* **PAGE EXTRACT**:
++++++++++
Orange residents: Killings have gotten out of hand

ORANGE, NJ — Orange residents have been taken aback by a recent increase in incidents of gun violence on their city streets, culminating in the quadruple shooting on Thursday, Nov. 3, that left two people dead, including a 21-month-old child.

The recent spate of violence began when Orange police responded Thursday, Oct. 6, at 6:57 p.m. to shots fired in the area of North Day Street and Gist Place. A victim who had sustained a gunshot wound to his lower jaw area and a grazed right shoulder flagged the police down and reported the incident while sitting inside a 2002 Land Rover with his brother and a friend.

Responding officers reported that gunshots had broken two rear windows on the vehicle and there was blood in and about it. It was determined the incident took place at 287 North Day St., where glass fragments from the vehicle were later found. The Land Rover was towed away and impounded for further inspection and the victim was transported to UMDNJ Hospital in Newark by emergency medical services. The victim, his brother and another witness described the perpetrators as two black males, one wearing a gray sweatshirt, the other wearing a red sweatshirt.

The violence continued Saturday, Oct. 29, when Orange police officers responded to a report of shots being fired at 11:29 p.m. in the vicinity of Main Street and Lincoln Avenue, behind the post office.

According to a witness, two vehicles went under a bridge and the occupants of a Dodge Charger began shooting at a white BMW. Officers reported that bullets struck a parked Honda Civic, a parked BMW and Reddz Grill 7 Bistro, which “has a shattered glass door located on the south side of the business,” which is located at Lincoln Avenue and Main Street.
++++++++++
* **PROBLEMS TO SOLVE**:
1: Answer these questions from the Orange shootings article, one line per answer.
(a) At what time did Orange police respond to the shots fired near North Day Street and Gist Place?
(b) To which hospital was the victim of that shooting taken?
(c) What car were the shooters riding in during the Oct. 29 incident?
2: Pick up the Orange shootings article after its last sentence and continue it.
The lines after this point were taken from a different source.

(Stored records)
++++++++++
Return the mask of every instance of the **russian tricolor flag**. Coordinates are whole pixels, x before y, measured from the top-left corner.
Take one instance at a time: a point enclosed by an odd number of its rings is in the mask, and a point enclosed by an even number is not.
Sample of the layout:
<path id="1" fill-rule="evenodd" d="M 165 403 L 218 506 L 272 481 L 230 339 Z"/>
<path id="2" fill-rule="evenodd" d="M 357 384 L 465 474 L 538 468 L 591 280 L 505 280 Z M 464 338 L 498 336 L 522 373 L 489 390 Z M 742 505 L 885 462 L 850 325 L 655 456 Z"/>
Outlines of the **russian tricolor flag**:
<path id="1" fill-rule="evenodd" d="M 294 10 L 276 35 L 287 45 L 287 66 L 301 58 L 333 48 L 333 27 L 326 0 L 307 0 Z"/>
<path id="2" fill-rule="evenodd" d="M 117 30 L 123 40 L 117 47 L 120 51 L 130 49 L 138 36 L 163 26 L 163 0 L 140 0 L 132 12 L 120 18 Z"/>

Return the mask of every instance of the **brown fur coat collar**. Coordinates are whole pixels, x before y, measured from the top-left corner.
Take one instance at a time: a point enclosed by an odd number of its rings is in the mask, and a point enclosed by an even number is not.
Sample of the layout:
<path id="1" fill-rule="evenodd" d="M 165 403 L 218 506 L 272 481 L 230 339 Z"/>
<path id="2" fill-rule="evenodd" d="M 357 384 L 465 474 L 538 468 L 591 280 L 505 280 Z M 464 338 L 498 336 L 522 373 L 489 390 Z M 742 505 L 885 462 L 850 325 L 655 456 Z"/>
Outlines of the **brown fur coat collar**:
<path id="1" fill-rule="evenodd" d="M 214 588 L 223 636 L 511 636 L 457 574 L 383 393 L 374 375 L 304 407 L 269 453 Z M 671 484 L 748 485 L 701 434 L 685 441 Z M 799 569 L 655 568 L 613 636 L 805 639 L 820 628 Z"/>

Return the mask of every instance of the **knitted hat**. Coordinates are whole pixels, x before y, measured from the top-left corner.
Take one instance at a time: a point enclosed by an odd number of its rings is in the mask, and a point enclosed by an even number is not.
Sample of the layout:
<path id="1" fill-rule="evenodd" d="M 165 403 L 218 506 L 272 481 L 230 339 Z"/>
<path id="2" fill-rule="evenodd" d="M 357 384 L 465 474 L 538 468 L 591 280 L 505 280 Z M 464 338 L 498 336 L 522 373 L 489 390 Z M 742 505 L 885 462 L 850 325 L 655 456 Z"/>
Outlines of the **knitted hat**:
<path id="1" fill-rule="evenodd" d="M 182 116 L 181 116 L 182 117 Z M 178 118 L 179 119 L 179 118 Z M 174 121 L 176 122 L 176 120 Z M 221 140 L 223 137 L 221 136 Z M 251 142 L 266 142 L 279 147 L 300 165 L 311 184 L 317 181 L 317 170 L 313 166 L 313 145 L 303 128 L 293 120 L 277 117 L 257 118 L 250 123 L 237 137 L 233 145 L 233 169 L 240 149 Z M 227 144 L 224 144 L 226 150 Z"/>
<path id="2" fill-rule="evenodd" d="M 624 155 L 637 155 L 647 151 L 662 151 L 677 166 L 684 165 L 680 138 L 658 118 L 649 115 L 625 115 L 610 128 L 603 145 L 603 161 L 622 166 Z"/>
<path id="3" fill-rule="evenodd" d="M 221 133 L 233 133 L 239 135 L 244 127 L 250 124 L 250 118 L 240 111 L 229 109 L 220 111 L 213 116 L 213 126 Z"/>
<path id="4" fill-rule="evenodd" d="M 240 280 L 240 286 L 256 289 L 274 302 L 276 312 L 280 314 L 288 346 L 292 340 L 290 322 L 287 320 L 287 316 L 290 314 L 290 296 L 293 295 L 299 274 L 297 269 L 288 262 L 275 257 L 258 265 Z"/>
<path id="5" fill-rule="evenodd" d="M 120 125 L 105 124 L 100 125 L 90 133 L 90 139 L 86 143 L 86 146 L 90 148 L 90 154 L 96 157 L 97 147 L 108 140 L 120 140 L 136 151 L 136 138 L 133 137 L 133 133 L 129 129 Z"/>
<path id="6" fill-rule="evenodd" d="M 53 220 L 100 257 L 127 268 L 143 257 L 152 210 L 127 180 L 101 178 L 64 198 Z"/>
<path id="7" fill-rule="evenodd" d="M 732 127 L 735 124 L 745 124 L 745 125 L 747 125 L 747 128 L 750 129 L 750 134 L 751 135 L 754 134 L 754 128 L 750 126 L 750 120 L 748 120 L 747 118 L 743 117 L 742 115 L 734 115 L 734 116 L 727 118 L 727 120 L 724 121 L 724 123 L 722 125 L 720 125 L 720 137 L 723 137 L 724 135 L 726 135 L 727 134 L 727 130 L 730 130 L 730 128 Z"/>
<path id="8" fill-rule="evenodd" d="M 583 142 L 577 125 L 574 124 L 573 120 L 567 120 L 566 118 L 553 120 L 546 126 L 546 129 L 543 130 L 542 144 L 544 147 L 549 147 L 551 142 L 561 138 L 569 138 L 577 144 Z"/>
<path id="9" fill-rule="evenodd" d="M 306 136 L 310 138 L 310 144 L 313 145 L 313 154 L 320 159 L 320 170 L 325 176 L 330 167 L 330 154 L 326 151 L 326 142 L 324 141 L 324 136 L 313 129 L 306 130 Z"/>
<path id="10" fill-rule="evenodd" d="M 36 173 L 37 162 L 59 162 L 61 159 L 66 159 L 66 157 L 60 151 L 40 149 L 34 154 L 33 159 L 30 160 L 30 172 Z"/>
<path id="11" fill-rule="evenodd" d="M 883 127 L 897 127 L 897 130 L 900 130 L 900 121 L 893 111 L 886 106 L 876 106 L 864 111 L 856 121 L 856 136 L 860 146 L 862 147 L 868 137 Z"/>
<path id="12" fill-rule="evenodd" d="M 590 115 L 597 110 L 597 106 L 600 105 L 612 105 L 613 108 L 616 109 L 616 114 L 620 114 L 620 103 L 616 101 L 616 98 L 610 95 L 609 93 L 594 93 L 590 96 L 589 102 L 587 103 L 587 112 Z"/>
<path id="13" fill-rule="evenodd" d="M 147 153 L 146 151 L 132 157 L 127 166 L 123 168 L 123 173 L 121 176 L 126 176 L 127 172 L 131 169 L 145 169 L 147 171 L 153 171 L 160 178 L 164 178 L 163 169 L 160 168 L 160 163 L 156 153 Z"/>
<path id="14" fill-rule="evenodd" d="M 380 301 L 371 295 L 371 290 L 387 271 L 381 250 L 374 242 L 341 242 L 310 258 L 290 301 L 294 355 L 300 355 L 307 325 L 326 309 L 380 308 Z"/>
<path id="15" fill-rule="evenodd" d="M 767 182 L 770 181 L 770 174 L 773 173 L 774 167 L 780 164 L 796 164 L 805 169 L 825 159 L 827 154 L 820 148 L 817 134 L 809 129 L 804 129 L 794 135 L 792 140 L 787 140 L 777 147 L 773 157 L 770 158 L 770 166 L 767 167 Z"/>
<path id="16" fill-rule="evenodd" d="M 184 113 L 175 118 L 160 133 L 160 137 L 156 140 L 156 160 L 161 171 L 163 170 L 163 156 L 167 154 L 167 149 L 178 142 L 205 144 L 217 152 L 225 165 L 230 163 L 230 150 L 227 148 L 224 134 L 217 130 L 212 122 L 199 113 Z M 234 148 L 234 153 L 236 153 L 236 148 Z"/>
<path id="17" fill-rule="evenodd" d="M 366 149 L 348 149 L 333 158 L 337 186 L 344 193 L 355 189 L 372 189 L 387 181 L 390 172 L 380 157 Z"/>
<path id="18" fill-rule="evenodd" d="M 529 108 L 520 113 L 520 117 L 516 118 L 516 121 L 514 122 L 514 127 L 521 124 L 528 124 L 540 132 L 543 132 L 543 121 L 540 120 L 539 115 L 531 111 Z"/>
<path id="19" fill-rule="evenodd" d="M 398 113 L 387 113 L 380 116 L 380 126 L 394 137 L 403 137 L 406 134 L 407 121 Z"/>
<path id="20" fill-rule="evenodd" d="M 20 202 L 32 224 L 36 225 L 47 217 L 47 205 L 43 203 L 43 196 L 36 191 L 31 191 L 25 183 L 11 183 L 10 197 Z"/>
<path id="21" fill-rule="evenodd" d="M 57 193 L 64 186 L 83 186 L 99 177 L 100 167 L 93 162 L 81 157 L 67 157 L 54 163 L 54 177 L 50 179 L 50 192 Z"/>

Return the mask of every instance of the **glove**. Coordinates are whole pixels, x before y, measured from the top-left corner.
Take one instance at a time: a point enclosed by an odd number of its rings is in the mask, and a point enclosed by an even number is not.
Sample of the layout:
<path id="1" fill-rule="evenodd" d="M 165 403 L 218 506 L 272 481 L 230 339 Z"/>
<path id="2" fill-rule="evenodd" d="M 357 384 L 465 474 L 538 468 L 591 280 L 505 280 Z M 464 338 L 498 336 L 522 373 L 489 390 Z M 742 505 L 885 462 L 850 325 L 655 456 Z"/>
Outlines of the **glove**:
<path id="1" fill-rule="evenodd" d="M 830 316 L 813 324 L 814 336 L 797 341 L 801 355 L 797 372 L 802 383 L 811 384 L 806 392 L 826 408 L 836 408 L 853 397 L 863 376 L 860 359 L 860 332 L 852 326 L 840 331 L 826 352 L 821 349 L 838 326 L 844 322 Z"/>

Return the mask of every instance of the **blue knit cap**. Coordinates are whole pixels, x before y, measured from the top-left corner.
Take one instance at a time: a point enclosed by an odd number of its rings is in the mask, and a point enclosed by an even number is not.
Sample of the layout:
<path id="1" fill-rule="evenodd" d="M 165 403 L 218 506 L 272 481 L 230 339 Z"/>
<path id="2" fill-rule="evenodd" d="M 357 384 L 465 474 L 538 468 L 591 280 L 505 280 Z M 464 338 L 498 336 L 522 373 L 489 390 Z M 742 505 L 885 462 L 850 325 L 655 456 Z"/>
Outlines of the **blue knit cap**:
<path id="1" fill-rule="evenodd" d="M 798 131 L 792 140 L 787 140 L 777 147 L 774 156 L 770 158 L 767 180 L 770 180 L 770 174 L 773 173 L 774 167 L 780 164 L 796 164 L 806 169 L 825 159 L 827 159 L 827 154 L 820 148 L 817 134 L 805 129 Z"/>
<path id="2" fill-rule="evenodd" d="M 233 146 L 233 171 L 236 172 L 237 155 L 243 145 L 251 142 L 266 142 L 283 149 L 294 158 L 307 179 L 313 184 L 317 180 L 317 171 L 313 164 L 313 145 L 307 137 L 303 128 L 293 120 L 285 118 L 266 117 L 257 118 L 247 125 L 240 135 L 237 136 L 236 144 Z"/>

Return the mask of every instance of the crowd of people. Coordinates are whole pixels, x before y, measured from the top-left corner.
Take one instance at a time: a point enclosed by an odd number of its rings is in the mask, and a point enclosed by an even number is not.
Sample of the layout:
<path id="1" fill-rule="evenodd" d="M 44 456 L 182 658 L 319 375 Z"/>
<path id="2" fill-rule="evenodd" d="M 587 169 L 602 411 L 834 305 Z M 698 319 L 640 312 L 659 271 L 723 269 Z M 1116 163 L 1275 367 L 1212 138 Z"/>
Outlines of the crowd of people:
++++++++++
* **RESULTS BY TASK**:
1:
(a) 6:57 p.m. on Thursday, Oct. 6
(b) UMDNJ Hospital in Newark
(c) A Dodge Charger

2:
The witness told police the two vehicles fled the scene, traveling north on Lincoln Avenue, then turning west on Main Street. Three parking meters in front of 403 Main St. were also struck, police said.

“A total of 25 shell casings were found,” according to a police report on Saturday, Oct. 29. “While at the scene, Orange Police Headquarters was contacted by the UMDNJ Hospital, stating that a male had walked in with a injury to his left hand from being shot. An officer and a detective responded to UMDNJ and spoke with the victim, who stated that he and the driver of a white BMW were at the intersection of Freeway Drive and South Center Street, when they heard what sounded like shots and then realized that someone was shooting at the vehicle they were in.”

At that point, police said the victim at the hospital told officers the driver had attempted to evade the “dark colored Dodge Charger” by fleeing west on Freeway Drive to Crane Street then going north on Lincoln Avenue. At that point, officers reported, the victim and the BMW driver became uncooperative.

Police said the BMW was registered to an owner who was not the driver; it was towed for investigation. Police later discovered the driver had outstanding warrants out of Orange.

And the violence has not stopped.

Tisa Borenstein, the daughter of veteran Theresa Borenstein, who was honored at last week’s Veteran’s Day parade, said there are very simple reasons why Orange has gotten wild during Mayor Dwayne Warren’s watch.

“They don’t care about us,” said Tisa Borenstein at the parade on Saturday, Nov. 12. “There aren’t enough good cops.”

Attempts to contact the mayor or his brother, police Director Todd Warren, about the recent spate of gun violence in Orange were unsuccessful by press time this week.

As a military police officer in the Criminal Investigation Division, Theresa Borenstein said she understands how hard it can be to investigate incidents such as those occurring recently in Orange, but that doesn’t give the administration a free pass, even if they choose to honor her as a veteran.

“All of a sudden, I get an email from my daughter telling me I’m being honored and nobody told me anything,” said Borenstein. “Going into the Army builds you into the person that you’re going to become. It shows you the type of person that you can become. Rather than being out here in the streets, it gives you more of a challenge. And this way, it helps you to focus better on yourself.

“But all these shootings and killings that’s been happening ain’t right. The city needs to do something about it.”